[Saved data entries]

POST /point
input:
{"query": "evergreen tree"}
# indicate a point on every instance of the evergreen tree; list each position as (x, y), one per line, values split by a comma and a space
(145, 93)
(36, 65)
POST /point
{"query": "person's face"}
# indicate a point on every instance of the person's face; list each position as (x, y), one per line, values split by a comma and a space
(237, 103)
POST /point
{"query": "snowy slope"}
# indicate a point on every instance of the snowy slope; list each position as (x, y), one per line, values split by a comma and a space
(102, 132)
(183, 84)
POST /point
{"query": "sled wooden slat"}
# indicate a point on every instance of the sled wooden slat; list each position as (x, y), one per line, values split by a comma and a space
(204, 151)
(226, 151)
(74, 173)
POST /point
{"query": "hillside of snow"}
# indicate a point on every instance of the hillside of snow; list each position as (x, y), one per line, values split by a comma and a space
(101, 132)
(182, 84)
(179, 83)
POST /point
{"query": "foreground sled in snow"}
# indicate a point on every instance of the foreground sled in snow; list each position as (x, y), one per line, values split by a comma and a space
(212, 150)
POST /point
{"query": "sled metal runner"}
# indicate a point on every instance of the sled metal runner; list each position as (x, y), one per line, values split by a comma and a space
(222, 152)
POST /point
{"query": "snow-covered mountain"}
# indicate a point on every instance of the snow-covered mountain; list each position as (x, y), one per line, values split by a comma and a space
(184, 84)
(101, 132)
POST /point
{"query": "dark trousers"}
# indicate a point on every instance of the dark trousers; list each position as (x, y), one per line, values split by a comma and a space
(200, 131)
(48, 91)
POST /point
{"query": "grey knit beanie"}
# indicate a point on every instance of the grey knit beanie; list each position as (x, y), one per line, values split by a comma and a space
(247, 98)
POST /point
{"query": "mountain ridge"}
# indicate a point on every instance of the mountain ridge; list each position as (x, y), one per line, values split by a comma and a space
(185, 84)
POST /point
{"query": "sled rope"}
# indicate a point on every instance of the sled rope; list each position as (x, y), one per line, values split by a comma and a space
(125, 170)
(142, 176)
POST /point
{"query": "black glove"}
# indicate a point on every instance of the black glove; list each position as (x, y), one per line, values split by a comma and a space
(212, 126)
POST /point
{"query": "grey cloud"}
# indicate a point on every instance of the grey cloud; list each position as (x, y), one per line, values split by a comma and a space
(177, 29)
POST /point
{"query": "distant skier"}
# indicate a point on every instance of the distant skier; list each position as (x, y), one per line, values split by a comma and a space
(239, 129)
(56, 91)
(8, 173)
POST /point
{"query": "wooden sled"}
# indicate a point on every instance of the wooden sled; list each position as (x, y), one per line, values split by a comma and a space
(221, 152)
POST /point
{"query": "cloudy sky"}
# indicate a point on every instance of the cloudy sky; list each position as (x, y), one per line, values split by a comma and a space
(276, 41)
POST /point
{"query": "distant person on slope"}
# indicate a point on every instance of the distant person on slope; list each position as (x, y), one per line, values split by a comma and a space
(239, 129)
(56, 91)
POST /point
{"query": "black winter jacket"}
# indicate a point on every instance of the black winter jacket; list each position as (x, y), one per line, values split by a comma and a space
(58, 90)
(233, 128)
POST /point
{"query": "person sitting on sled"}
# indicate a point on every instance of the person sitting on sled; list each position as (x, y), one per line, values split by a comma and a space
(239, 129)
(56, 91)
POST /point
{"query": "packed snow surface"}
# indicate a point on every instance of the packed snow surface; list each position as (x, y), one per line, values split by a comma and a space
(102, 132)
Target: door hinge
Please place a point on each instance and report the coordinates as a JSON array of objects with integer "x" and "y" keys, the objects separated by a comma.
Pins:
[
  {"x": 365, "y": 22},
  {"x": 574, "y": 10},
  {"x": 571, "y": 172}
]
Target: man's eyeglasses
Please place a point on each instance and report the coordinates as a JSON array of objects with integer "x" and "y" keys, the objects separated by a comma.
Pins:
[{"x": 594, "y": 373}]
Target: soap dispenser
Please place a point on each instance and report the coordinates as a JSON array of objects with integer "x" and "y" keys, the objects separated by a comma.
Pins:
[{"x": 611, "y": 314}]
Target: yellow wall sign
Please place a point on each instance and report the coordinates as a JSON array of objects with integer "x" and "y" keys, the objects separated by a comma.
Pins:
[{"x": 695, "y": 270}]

| PROMPT |
Copy all the records above exactly, missing none.

| THE COMPLETED TASK |
POST /point
input:
{"query": "evergreen tree"}
# indicate a point on every instance of the evergreen tree; list each position as (x, y), one per line, values split by a comma and a space
(145, 93)
(36, 65)
POST /point
{"query": "person's face"}
# indicate a point on every instance of the person's face; list each position as (x, y), one per line, values split by a comma and a space
(237, 103)
POST /point
{"query": "snowy slope"}
# indicate a point on every instance of the snowy slope; list each position as (x, y), one per line, values split by a comma and a space
(102, 132)
(183, 84)
POST /point
{"query": "sled wooden slat"}
# indicate a point on every instance of the sled wooden slat; list each position as (x, y), one per line, values split by a comma and a space
(204, 151)
(226, 151)
(74, 173)
POST /point
{"query": "hillside of snow"}
# indicate a point on every instance of the hillside of snow; list each position as (x, y), one per line, values split by a comma and a space
(101, 132)
(182, 84)
(179, 83)
POST /point
{"query": "foreground sled in snow"}
# indicate a point on every instance of the foreground sled in snow; list each position as (x, y), one per line, values split by a comma and a space
(212, 150)
POST /point
{"query": "sled metal runner"}
# indicate a point on every instance of the sled metal runner; list each position as (x, y), one per line, values split by a comma and a space
(222, 152)
POST /point
{"query": "snow-covered mountain"}
# indicate a point on every instance of the snow-covered mountain; list each position as (x, y), one per line, values split by a comma and a space
(184, 84)
(101, 132)
POST /point
{"query": "dark trousers"}
# indicate a point on every instance of the dark trousers; list each position as (x, y), one per line, values split by a comma and a space
(200, 131)
(48, 91)
POST /point
{"query": "grey knit beanie"}
# indicate a point on every instance of the grey knit beanie; list each position as (x, y), one per line, values split by a comma and a space
(247, 98)
POST /point
{"query": "mountain ridge"}
# indicate a point on every instance of the mountain ridge; list each position as (x, y), one per line, values split by a comma and a space
(185, 84)
POST /point
{"query": "sled rope"}
# indicate a point on every instance of the sled rope; list each position as (x, y), one per line, values split by a comma and a space
(125, 170)
(142, 176)
POST /point
{"query": "black glove"}
# indicate a point on every instance of the black glove; list each position as (x, y), one per line, values split by a comma and a space
(212, 126)
POST /point
{"query": "grey cloud"}
# indicate a point on every instance of the grey cloud; list each position as (x, y), one per line, values split by a comma and a space
(177, 29)
POST /point
{"query": "distant skier"}
# indicate a point on every instance of the distant skier; list each position as (x, y), one per line, values split by a comma and a space
(239, 129)
(56, 91)
(8, 173)
POST /point
{"query": "wooden sled"}
# indicate a point on every instance of the wooden sled; list each position as (x, y), one per line, values split by a comma and a space
(221, 152)
POST /point
{"query": "cloudy sky"}
# indicate a point on every instance of the cloudy sky; list each position as (x, y), one per line, values split by a comma and a space
(276, 41)
POST /point
{"query": "distant person on slope"}
# indicate a point on every instance of the distant person on slope; list each position as (x, y), one per line, values split by a comma and a space
(239, 129)
(56, 91)
POST /point
{"query": "black winter jacket"}
# indicate a point on every instance of the black winter jacket; list each position as (x, y), one per line, values split by a comma and a space
(58, 90)
(233, 128)
POST /point
{"query": "person sitting on sled"}
# indicate a point on every instance of the person sitting on sled; list each position as (x, y), one per line, values split by a comma and a space
(239, 129)
(56, 91)
POST /point
{"query": "packed snow surface"}
# indicate a point on every instance of the packed snow surface; list each position as (x, y), one per line, values split by a comma and a space
(102, 132)
Target: door hinge
Please place a point on each instance and report the coordinates as a JSON array of objects with integer "x" and "y" keys, the objects separated by a comma.
Pins:
[
  {"x": 365, "y": 22},
  {"x": 574, "y": 10},
  {"x": 571, "y": 172}
]
Target: man's eyeglasses
Please place a point on each instance and report the coordinates as a JSON array of objects with integer "x" and "y" keys, the objects separated by a comma.
Pins:
[{"x": 594, "y": 373}]
Target: soap dispenser
Please place a point on each instance and report the coordinates as a JSON array of objects with integer "x" and "y" keys, the objects separated by a comma.
Pins:
[{"x": 611, "y": 314}]
Target: yellow wall sign
Please place a point on each instance and report the coordinates as a JSON array of objects with integer "x" and "y" keys, the objects separated by a comma.
Pins:
[{"x": 695, "y": 270}]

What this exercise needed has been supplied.